___ Texte fourni
La production d'Olivier Tambosi
conçue pour l'Opéra de Hambourg, n'a pas l'intense
beauté de celle de Stéphane Braunschweig, mais sa
sobriété et sa clarté jouent, au bout du compte,
en sa faveur. Ici pas d'excentricité, de transposition
hasardeuse, ou d'anachronisme (juste une allusion picturale à
Magritte au second acte), seulement le poids de la Nature (la terre, la
pierre), qui agit sur les hommes et conditionne leurs comportements,
souvent primaires, voire archaïques.
Dépeinte avec froideur et réalisme, cette micro
société brutale et cruelle, figée dans ses
traditions et ses propres tabous, pèse sur chaque individu, tout
en façonnant de fortes personnalités : Jenufa, femme
blessée qui sait pardonner pour se relever, les frères
ennemis Steva et Laca, pétris de jalousie et la sacristine,
terrible et pathétique. Peu de folklore ou
d'éléments inutiles, mais des images à
l'esthétique dépouillée, qui mettent en
lumière les linéaments de cette sombre histoire de
famille où l'amour est à la fois destructeur et
rédempteur.
______
Consigne 1: Traduisez en anglais cette phrase du texte fourni : « La production d'Olivier Tambosi conçue pour l'Opéra de Hambourg, n'a pas l'intense beauté de celle de Stéphane Braunschweig, mais sa sobriété et sa clarté jouent, au bout du compte, en sa faveur. »
Consigne 2: D'après le texte fourni, qu'est-ce qui rend les comportements des hommes souvent primaires, voire archaïques, dans cette mise en scène ? Expliquez-le en une à trois phrases.
Consigne 3: Selon le texte fourni, à quel peintre la mise en scène fait-elle une allusion au second acte ?
___ Données enregistrées
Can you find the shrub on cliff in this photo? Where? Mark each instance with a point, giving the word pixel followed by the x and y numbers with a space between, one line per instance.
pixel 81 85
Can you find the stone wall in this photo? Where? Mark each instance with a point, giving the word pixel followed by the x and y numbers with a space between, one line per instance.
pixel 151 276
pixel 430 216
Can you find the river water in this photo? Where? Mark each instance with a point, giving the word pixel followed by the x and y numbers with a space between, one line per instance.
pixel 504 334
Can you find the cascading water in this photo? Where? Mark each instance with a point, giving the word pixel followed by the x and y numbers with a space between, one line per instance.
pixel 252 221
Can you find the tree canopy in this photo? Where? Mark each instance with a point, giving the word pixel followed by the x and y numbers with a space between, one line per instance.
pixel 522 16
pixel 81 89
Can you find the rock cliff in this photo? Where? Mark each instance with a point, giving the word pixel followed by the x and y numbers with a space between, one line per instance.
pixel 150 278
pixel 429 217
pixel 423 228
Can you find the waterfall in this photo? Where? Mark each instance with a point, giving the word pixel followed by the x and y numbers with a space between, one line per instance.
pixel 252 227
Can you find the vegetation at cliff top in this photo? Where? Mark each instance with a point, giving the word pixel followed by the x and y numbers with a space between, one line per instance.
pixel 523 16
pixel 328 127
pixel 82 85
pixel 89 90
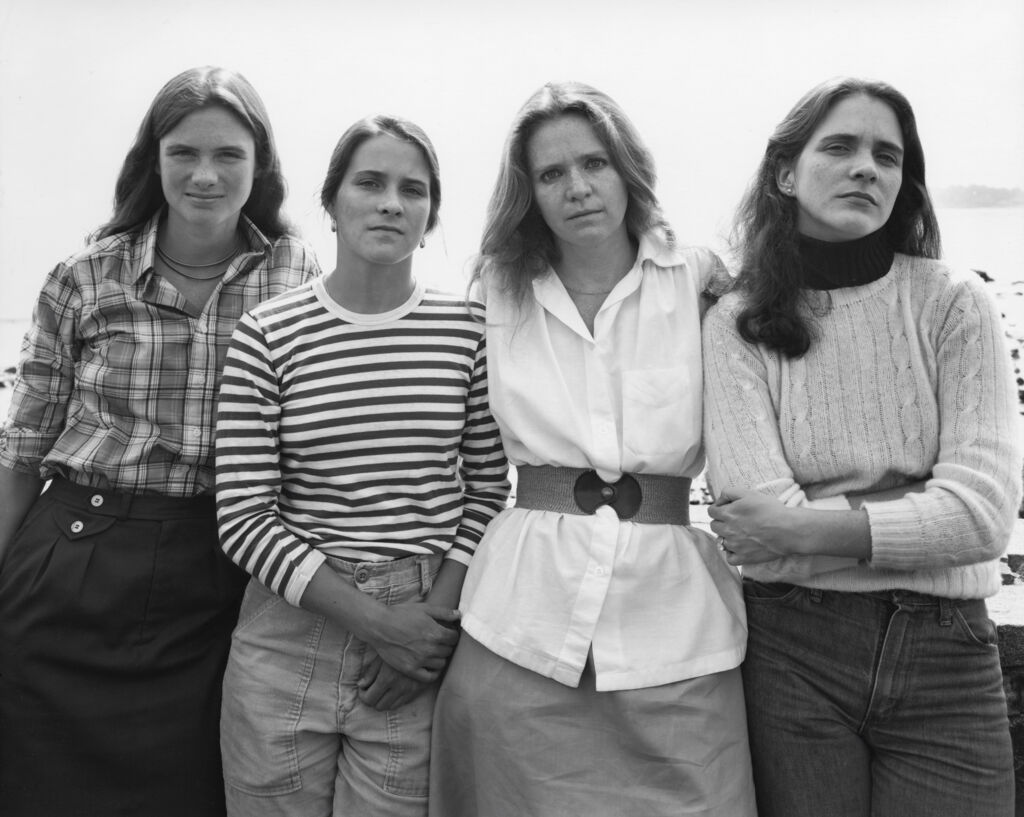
______
Réponse complète 1: Olivier Tambosi's production, designed for the Hamburg Opera, lacks the intense beauty of Stéphane Braunschweig's, but its sobriety and clarity ultimately work in its favor.

Réponse complète 2: Ces comportements viennent du poids de la Nature, représentée par la terre et la pierre. Elle agit sur les hommes et conditionne leur conduite.

Réponse complète 3: Elle fait allusion à Magritte.